======== Document ========

Transaction Engine Architecture
In an embodiment, the SQL client protocol module 202 can be configured to host remote connections (e.g., through UDP/TCP) and receive packets (or data structures via shared memory/pipes) from SQL clients 102 to execute SQL transactions. The SQL parser module 204 is configured to receive the SQL transactions from the remote connections, and parses those queries to perform various functions including, for example, validating syntax and semantics validation, determining whether adequate permissions exist to execute the statements, and allocating memory and other resources dedicated to the query. In some cases, a transaction can comprise a single operation such as “SELECT,” “UPDATE,” “INSERT,” and “DELETE,” just to name a few. In other cases, each transaction can comprise a number of such operations affecting multiple objects within a database. In these cases, and as will be discussed further below, the distributed database system 100 enables a coordinated approach that ensures these transactions are consistent and do not result in errors or other corruption that can otherwise be caused by concurrent transactions updating the same portions of a database (e.g., performing writes on a same record or other database object simultaneously).
In an embodiment, an optimizer 206 can be configured to determine a preferred way of executing a given query. To this end, the optimizer 206 can utilize indexes, and table relationships to avoid expensive full-table scans and to utilize portions of the database within memory cache when possible.

======== Data entries ========

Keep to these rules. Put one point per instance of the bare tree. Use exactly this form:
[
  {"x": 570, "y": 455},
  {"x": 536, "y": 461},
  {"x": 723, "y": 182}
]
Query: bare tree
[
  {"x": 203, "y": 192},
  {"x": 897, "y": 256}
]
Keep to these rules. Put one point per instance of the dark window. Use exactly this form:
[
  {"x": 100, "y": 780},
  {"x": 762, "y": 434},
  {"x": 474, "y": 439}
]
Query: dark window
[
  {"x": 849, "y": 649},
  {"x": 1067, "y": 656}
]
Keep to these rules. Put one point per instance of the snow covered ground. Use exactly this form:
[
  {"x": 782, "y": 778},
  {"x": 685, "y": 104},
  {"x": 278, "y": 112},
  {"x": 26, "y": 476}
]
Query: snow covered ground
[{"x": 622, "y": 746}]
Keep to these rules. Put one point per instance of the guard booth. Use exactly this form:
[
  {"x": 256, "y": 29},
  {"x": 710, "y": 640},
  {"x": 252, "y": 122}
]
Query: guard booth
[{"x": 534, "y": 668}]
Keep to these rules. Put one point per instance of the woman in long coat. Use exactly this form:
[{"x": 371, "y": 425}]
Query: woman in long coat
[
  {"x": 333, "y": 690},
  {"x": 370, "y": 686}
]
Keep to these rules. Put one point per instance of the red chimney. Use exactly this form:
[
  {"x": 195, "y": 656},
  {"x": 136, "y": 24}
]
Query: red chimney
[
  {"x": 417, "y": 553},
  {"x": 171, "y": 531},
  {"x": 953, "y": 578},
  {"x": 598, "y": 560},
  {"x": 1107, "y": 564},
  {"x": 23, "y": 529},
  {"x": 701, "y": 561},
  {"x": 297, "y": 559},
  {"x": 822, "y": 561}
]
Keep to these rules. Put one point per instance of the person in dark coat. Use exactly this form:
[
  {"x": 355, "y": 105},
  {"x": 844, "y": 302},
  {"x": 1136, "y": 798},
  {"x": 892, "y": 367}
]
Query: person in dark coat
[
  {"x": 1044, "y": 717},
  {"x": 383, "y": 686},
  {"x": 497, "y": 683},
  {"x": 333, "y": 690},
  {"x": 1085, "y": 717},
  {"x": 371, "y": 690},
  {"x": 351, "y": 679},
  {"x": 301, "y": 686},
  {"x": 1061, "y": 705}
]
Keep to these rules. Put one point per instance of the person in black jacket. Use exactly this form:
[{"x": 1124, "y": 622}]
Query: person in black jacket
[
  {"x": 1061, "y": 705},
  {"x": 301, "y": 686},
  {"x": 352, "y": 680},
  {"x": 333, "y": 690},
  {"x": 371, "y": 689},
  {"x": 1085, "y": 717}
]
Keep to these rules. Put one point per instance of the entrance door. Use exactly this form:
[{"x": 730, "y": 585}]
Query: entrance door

========

### Problem statement
Print the passage of the transaction engine text from "In an embodiment, an" up to and including "cache when possible.". The records have no connection to the text about the transaction engine.

### Final result
In an embodiment, an optimizer 206 can be configured to determine a preferred way of executing a given query. To this end, the optimizer 206 can utilize indexes, and table relationships to avoid expensive full-table scans and to utilize portions of the database within memory cache when possible.